▸ About this exercise: What is needed here is an exact transcription of all the entries.

^^^^

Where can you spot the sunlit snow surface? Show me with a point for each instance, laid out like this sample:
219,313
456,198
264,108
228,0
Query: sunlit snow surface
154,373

^^^^

▸ Output for this task:
Where can you spot the sunlit snow surface? Show me with a point for each instance, laid out like this sample:
219,313
456,198
264,108
228,0
Query: sunlit snow surface
154,373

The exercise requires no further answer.